Harturas y pastorales
Acaba de advertir Josep Antoni Duran Lleida ante el Consejo Nacional de Unió, reunido el sábado, que la gente "ha quedado harta" de debate identitario. Buen síntoma de esa hartura podría ser el retroceso en los índices de participación electoral registrados en el referéndum del 18 de junio sobre el nuevo Estatuto de Cataluña y en las subsiguientes elecciones autonómicas del 1 de noviembre. Índices que se situaron respectivamente en el 49,4% y en el 56,7%, frente a la concurrencia a las urnas del 59,7% de los censados en 1979, cuando fue refrendado el primer Estatuto, y del 62,5% en los anteriores comicios autonómicos, en 2003.

**Ejercicios propuestos:**
a - ¿Puedes transcribir el fragmento del texto sobre participación electoral que empieza en las palabras "Harturas y pastorales" y se detiene después de "autonómicos, en 2003."?
b - ¿Qué porcentajes de participación electoral recoge el texto sobre participación electoral? Enuméralos todos.
c - ¿Cómo resumirías en dos oraciones el texto sobre participación electoral?
Responde basándote únicamente en el texto sobre participación electoral.

[Elementos guardados]
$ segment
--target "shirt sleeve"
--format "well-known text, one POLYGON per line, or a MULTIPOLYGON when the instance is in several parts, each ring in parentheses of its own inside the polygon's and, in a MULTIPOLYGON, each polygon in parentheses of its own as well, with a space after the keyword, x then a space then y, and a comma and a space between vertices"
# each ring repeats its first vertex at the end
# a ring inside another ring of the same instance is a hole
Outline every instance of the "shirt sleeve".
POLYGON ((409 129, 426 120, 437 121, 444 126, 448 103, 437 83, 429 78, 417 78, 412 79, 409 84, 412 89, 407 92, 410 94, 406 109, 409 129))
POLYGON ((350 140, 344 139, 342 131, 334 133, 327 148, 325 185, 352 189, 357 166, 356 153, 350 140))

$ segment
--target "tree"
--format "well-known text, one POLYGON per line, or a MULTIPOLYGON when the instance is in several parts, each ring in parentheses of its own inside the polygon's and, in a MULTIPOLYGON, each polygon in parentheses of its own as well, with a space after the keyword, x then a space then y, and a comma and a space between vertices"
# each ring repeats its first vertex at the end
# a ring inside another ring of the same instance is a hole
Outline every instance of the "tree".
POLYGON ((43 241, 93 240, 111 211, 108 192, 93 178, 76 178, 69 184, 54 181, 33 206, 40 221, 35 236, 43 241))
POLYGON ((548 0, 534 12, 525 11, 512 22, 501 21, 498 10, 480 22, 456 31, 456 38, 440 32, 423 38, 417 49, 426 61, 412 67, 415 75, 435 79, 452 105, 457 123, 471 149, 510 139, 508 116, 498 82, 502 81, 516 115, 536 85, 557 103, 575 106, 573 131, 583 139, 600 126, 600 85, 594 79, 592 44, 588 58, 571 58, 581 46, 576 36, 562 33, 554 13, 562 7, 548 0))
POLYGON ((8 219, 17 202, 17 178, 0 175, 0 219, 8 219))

**Respuestas por ejercicio:**
a -
Harturas y pastorales
Acaba de advertir Josep Antoni Duran Lleida ante el Consejo Nacional de Unió, reunido el sábado, que la gente "ha quedado harta" de debate identitario. Buen síntoma de esa hartura podría ser el retroceso en los índices de participación electoral registrados en el referéndum del 18 de junio sobre el nuevo Estatuto de Cataluña y en las subsiguientes elecciones autonómicas del 1 de noviembre. Índices que se situaron respectivamente en el 49,4% y en el 56,7%, frente a la concurrencia a las urnas del 59,7% de los censados en 1979, cuando fue refrendado el primer Estatuto, y del 62,5% en los anteriores comicios autonómicos, en 2003.

b -
49,4%
56,7%
59,7%
62,5%

c - Duran Lleida advirtió ante el Consejo Nacional de Unió que la gente ha quedado harta del debate identitario. Un síntoma de ello podría ser el retroceso de la participación en el referéndum del nuevo Estatuto (49,4%) y en las autonómicas del 1 de noviembre (56,7%), frente al 59,7% de 1979 y al 62,5% de 2003.